— DETALLES DEL PROBLEMA —
Reproduzca sin cambio alguno todas las líneas, desde la que contiene "Teacher note: have the class pick out the orange rim" hasta el final de los registros, incluidas la primera y la última.

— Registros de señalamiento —
"""

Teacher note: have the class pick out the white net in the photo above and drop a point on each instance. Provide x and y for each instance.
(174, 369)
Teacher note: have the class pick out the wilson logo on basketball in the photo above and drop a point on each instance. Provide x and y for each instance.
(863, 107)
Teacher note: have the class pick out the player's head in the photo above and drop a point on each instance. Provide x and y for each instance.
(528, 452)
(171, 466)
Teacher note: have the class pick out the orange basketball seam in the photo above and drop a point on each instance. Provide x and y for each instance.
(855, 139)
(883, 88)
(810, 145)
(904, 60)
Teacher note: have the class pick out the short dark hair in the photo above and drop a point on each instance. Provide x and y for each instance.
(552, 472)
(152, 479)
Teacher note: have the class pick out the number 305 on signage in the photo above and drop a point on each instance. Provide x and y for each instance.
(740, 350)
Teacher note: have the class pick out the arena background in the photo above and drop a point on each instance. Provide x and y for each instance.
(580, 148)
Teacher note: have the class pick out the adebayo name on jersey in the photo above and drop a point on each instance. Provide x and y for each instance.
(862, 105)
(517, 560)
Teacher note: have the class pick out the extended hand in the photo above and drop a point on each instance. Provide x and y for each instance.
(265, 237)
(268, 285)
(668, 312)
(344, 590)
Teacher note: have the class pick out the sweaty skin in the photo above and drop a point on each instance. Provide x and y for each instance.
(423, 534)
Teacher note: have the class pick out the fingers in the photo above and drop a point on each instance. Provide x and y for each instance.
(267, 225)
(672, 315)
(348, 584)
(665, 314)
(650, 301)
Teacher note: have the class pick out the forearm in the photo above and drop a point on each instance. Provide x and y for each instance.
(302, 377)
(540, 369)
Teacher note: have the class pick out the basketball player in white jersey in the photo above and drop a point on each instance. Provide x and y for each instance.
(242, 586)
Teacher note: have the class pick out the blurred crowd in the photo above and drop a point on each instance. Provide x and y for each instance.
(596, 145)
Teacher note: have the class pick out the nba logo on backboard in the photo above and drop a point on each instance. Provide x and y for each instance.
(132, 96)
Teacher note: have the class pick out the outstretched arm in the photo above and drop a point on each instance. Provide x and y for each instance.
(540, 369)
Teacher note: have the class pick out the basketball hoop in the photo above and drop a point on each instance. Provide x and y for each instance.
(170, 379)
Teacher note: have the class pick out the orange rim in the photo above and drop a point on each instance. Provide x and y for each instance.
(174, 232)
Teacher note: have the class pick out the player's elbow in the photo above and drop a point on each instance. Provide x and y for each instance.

"""

— LA RESPUESTA —
Teacher note: have the class pick out the orange rim in the photo above and drop a point on each instance. Provide x and y for each instance.
(174, 232)
Teacher note: have the class pick out the player's elbow in the photo above and drop a point on each instance. Provide x and y for each instance.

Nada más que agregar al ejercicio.